→ WHAT YOU NEED TO DO
Convert the entries below into a JSON list of strings, one string per line with blank lines omitted, starting at the line containing "Task: locate the green fence." and continuing through the end of the entries, both ends included. Leave the pictures out of the list.

(Collected data entries)
** START **

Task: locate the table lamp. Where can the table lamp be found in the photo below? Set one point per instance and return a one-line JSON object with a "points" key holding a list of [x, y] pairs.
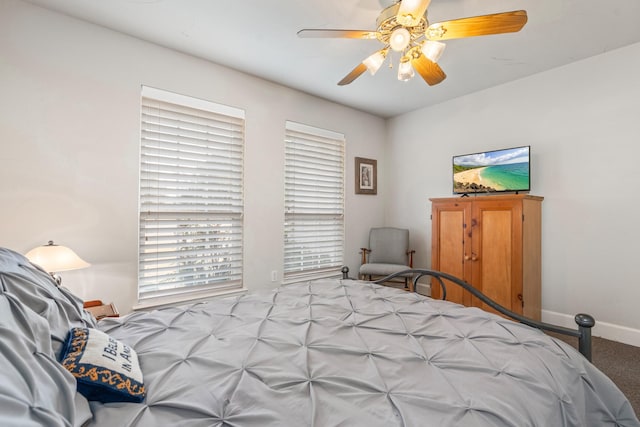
{"points": [[55, 258]]}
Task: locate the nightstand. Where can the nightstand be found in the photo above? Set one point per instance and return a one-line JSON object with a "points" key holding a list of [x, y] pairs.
{"points": [[99, 310]]}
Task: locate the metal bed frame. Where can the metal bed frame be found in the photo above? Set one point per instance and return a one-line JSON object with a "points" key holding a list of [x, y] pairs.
{"points": [[584, 321]]}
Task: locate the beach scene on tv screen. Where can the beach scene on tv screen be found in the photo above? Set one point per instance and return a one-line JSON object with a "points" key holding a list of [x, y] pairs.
{"points": [[500, 170]]}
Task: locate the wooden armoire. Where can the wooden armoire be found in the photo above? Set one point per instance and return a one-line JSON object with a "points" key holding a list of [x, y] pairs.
{"points": [[493, 243]]}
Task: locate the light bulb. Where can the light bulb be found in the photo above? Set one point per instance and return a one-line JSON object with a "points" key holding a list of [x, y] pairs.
{"points": [[400, 38], [405, 70], [374, 62], [433, 50]]}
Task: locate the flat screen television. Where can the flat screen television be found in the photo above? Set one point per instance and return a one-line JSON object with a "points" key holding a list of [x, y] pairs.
{"points": [[504, 170]]}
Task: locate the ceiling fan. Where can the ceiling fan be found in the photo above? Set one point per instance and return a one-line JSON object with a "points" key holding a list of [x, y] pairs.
{"points": [[403, 27]]}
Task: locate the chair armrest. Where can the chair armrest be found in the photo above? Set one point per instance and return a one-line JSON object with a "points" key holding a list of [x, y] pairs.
{"points": [[92, 303]]}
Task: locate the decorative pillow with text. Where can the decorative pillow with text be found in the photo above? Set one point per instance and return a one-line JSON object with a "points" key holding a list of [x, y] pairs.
{"points": [[107, 370]]}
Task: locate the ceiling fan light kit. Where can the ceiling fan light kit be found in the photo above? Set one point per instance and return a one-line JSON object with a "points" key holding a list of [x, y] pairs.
{"points": [[404, 28]]}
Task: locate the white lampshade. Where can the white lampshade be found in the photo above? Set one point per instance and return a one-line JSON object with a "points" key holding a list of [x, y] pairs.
{"points": [[400, 39], [433, 50], [405, 70], [56, 258], [374, 62]]}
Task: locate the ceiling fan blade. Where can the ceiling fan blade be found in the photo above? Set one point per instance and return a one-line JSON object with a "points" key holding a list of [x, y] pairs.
{"points": [[430, 71], [411, 12], [346, 34], [497, 23], [354, 74]]}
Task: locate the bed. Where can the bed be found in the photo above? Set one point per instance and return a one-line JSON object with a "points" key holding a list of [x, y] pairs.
{"points": [[334, 352]]}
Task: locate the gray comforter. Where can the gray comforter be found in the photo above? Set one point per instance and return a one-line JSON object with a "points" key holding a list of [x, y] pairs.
{"points": [[325, 353], [346, 353]]}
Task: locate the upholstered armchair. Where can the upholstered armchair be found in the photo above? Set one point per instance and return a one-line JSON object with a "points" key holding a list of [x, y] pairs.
{"points": [[388, 253]]}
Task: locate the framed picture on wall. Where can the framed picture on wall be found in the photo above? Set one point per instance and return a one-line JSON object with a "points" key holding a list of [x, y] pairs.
{"points": [[366, 176]]}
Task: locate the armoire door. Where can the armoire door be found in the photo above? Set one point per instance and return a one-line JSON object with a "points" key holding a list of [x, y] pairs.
{"points": [[496, 252], [450, 245]]}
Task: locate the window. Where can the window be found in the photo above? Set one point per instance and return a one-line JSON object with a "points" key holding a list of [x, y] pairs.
{"points": [[314, 202], [191, 196]]}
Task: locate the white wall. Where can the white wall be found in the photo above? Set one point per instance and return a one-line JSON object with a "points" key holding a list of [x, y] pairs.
{"points": [[582, 122], [69, 135]]}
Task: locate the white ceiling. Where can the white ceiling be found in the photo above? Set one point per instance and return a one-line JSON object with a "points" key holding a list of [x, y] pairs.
{"points": [[258, 37]]}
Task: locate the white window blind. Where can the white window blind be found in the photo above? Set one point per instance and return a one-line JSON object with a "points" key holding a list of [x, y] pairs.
{"points": [[191, 196], [314, 201]]}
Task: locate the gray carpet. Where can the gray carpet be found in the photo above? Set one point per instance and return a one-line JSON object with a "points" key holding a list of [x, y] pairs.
{"points": [[620, 362]]}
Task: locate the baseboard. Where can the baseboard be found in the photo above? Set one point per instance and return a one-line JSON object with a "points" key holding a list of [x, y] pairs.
{"points": [[606, 330]]}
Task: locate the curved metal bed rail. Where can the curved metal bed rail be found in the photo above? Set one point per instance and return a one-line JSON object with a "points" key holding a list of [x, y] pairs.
{"points": [[584, 321]]}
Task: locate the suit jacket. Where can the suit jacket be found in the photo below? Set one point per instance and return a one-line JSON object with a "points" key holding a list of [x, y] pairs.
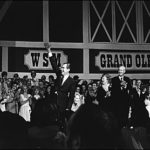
{"points": [[65, 92], [121, 96]]}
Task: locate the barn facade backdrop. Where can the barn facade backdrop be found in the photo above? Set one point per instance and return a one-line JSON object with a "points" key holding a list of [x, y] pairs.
{"points": [[94, 36]]}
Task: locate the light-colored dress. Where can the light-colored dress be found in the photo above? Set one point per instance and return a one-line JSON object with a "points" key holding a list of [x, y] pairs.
{"points": [[25, 109], [147, 103]]}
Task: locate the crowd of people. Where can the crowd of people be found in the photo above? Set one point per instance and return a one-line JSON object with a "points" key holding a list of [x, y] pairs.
{"points": [[68, 112]]}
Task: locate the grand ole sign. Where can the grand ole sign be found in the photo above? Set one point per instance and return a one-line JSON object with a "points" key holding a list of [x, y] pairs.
{"points": [[38, 59], [131, 60]]}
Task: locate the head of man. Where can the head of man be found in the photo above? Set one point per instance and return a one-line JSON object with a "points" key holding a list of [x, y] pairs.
{"points": [[90, 127], [121, 71], [65, 69]]}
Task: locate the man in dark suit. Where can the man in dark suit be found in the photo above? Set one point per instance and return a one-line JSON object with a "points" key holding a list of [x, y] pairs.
{"points": [[121, 90], [65, 85]]}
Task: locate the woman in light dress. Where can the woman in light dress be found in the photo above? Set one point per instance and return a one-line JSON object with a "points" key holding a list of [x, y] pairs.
{"points": [[78, 99], [147, 100], [25, 101]]}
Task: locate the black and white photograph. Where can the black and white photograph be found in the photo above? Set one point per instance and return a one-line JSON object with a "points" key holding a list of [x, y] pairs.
{"points": [[75, 74]]}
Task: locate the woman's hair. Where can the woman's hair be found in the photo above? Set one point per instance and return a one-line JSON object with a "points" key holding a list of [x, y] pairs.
{"points": [[94, 128]]}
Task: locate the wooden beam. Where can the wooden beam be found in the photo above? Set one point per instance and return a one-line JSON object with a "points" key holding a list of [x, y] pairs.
{"points": [[4, 9], [45, 20]]}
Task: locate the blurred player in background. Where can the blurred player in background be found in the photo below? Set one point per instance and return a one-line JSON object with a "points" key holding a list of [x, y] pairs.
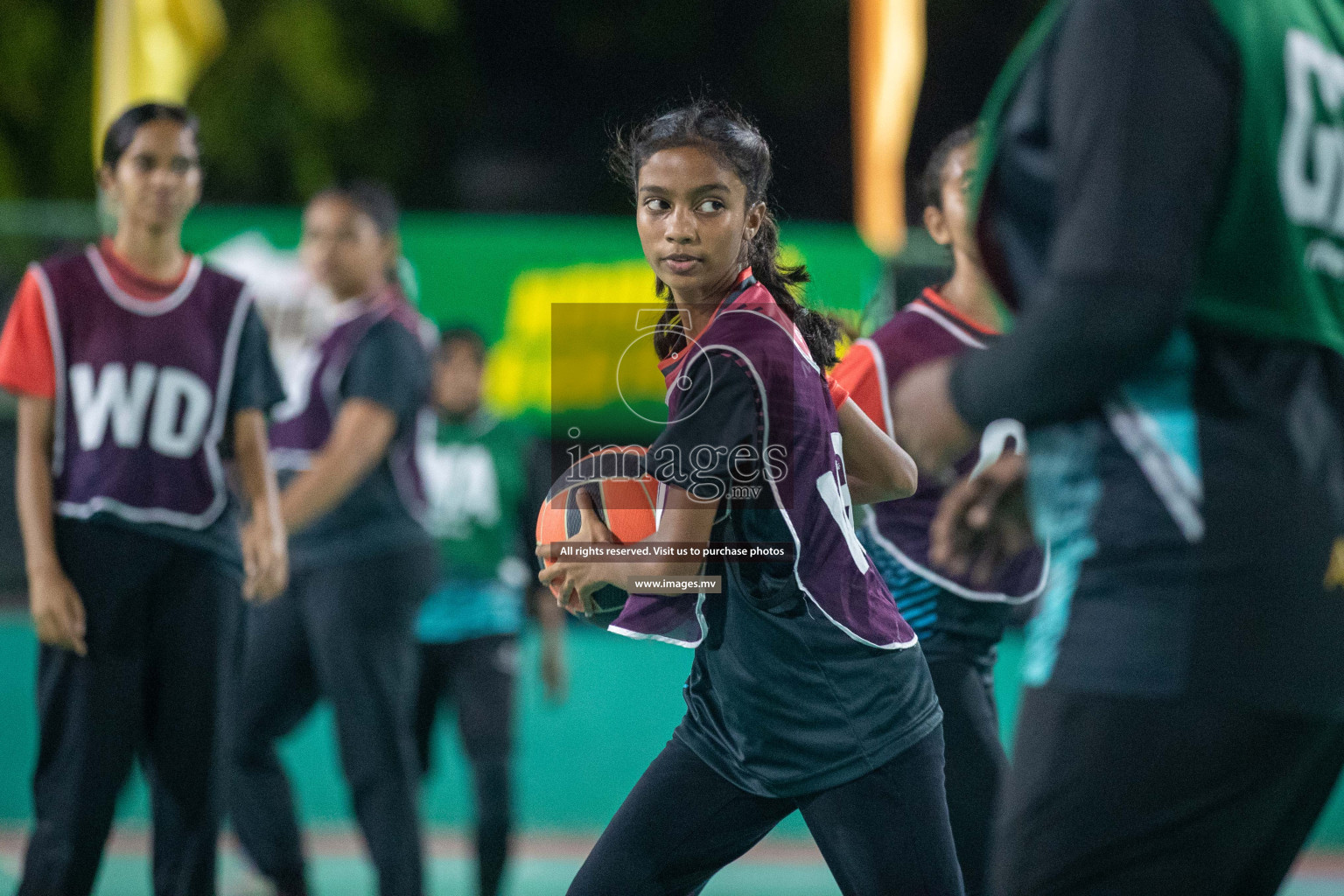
{"points": [[138, 373], [484, 480], [361, 560], [958, 622], [1161, 206], [808, 690]]}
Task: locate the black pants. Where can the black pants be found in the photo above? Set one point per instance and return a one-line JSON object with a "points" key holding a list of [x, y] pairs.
{"points": [[343, 632], [1123, 795], [885, 833], [148, 687], [478, 676], [975, 762]]}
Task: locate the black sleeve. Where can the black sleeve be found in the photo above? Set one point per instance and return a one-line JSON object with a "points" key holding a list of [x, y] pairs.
{"points": [[1143, 116], [718, 413], [388, 368], [256, 382]]}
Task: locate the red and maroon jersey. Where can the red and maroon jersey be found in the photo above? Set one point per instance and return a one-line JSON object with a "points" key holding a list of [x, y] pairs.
{"points": [[928, 329]]}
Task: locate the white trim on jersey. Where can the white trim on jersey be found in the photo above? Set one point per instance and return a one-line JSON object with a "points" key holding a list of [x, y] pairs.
{"points": [[935, 318], [58, 363]]}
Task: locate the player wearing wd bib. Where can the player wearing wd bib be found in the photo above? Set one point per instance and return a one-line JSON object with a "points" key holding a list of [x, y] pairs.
{"points": [[958, 621], [140, 373], [808, 690], [361, 562], [1161, 207]]}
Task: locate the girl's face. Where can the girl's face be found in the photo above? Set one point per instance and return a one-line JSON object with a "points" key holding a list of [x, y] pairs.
{"points": [[458, 381], [343, 250], [694, 220], [158, 180]]}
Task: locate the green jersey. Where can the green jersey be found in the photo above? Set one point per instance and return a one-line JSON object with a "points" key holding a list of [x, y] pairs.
{"points": [[1274, 263], [476, 481], [479, 491]]}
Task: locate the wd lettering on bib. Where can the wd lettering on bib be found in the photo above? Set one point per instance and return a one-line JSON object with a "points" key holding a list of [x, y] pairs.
{"points": [[142, 391]]}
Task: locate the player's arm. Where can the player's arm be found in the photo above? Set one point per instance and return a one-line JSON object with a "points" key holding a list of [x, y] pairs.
{"points": [[550, 618], [257, 388], [29, 371], [57, 610], [1144, 125], [686, 522], [875, 466], [358, 442]]}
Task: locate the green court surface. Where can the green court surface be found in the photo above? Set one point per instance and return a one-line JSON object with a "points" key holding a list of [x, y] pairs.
{"points": [[574, 765]]}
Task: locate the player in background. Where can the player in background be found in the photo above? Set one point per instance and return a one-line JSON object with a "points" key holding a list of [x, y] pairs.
{"points": [[140, 373], [1161, 208], [361, 562], [486, 479], [958, 622], [808, 690]]}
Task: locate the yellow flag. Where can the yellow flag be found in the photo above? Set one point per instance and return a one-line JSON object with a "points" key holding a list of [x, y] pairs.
{"points": [[887, 50], [150, 50]]}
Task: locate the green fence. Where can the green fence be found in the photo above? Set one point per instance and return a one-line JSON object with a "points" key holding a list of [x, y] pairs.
{"points": [[574, 762]]}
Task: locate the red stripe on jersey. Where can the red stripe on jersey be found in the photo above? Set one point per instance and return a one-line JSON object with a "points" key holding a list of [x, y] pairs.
{"points": [[860, 374], [25, 361], [932, 298]]}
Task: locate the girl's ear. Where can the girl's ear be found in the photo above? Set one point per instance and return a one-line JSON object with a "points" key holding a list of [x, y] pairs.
{"points": [[107, 178], [937, 226], [391, 250], [756, 216]]}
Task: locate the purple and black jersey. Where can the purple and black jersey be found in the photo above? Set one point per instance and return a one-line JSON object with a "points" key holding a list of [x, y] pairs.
{"points": [[374, 355], [145, 396], [949, 612], [805, 676]]}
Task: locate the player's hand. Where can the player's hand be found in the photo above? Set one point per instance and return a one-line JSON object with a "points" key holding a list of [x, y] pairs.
{"points": [[265, 559], [556, 670], [57, 612], [927, 422], [574, 582], [983, 522]]}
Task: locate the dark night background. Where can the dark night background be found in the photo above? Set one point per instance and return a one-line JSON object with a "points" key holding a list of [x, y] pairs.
{"points": [[489, 105]]}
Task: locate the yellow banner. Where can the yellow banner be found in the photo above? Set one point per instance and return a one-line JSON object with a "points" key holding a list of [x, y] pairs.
{"points": [[150, 50], [887, 50]]}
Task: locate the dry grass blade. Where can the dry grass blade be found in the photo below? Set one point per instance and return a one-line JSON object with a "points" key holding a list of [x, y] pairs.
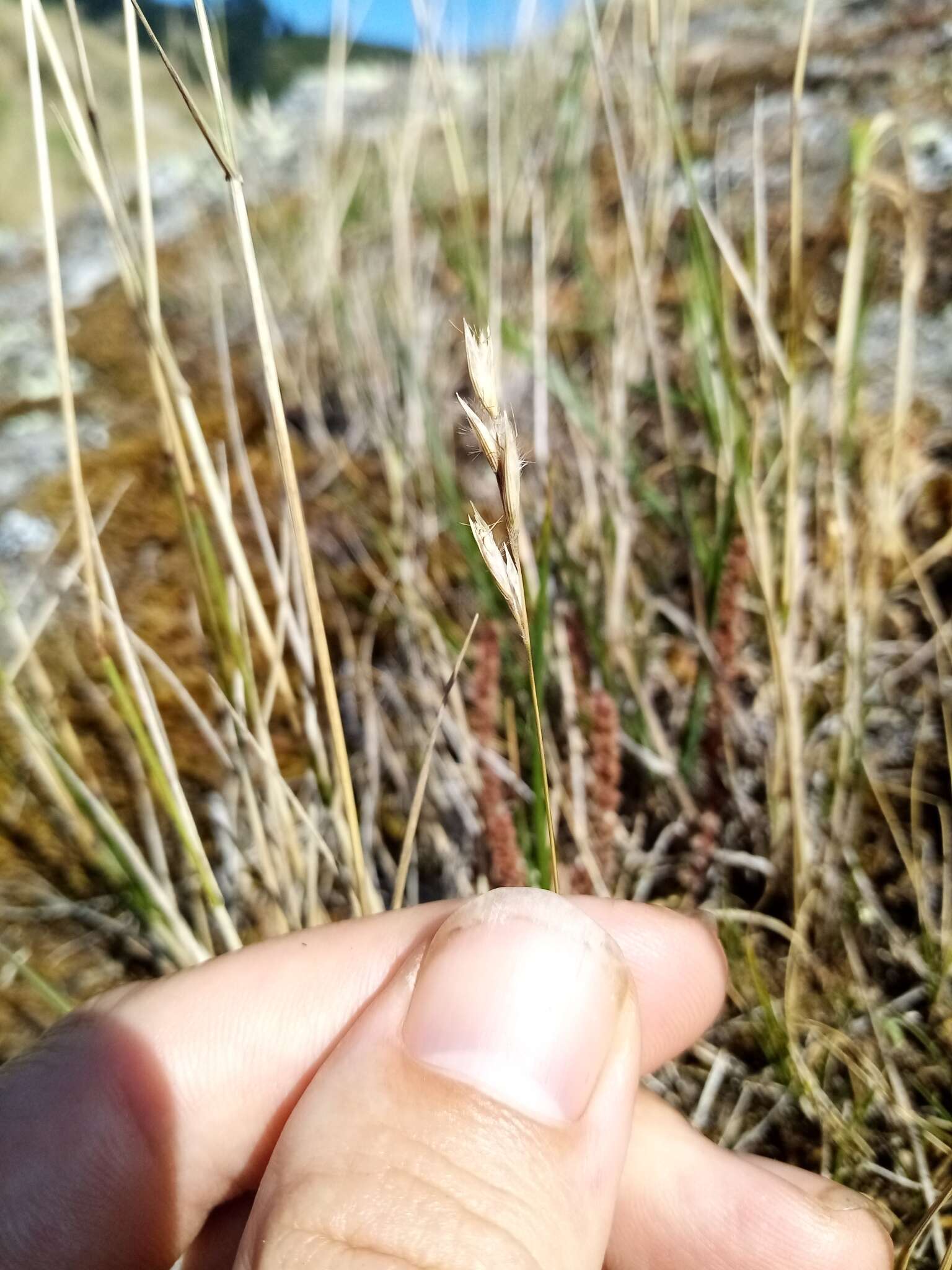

** END **

→ PROBLEM SOLUTION
[
  "Task: locate the green fence. Where can the green fence be found in the photo above? Set one point per instance and return a one-line JSON object with a \"points\" key holding a list of [x, y] pairs.",
  "{\"points\": [[574, 762]]}",
  "Task: locate the red stripe on jersey. Where can the red stripe on jersey be found in the photo above? Set one point per instance and return a one-line JSON object with a \"points\" key holding a list of [x, y] pairs.",
  "{\"points\": [[860, 374], [25, 361], [932, 298]]}",
  "Task: locate the girl's ear. Where can the girl's ear be found in the photo above? Set one point per instance and return a one-line JSON object with a \"points\" key holding a list of [x, y] pairs.",
  "{\"points\": [[107, 178], [937, 226], [391, 250], [756, 216]]}",
  "Task: locate the purple and black jersey. Where can the purple and black jersey be found in the photo above? Set one point per instance and return a one-line JSON object with a \"points\" key holding a list of [x, y] pairs.",
  "{\"points\": [[374, 355], [145, 396], [949, 612], [805, 676]]}",
  "Task: locate the player's hand. Where can the player's hand be found in the photo above? Set one point per instance and return a one-line JSON object with a \"points\" key holding a list of [x, y] pairs.",
  "{\"points\": [[265, 559], [556, 670], [57, 612], [927, 422], [574, 582], [983, 522]]}",
  "Task: locate the dark night background. Where can the dark night background be found in the photo above? Set one point per instance and return a one-line JSON object with a \"points\" key holding a list of [x, y] pairs.",
  "{\"points\": [[489, 105]]}",
  "Task: locate the yellow banner. Where can the yellow banner be found in the photo above? Set one point per instance and return a one-line JSON object with a \"points\" key holding a list of [x, y] pairs.",
  "{\"points\": [[150, 50], [887, 50]]}",
  "Task: locate the dry grass blade. Where can the dry grass blade be found in the photo below? Set one point per instance and return a one-line JSON object with a \"points\" key holding a list of [x, y] pairs."
]